Data extract
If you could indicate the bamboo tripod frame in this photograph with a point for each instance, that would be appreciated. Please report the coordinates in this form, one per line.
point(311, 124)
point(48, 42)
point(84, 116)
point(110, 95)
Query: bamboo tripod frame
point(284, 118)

Aim of the task
Each line, from the one that holds "point(84, 116)" through the last line of the entries, must be repeated exactly. Leave out everything else.

The completed task
point(84, 116)
point(110, 95)
Query: bamboo tripod frame
point(284, 118)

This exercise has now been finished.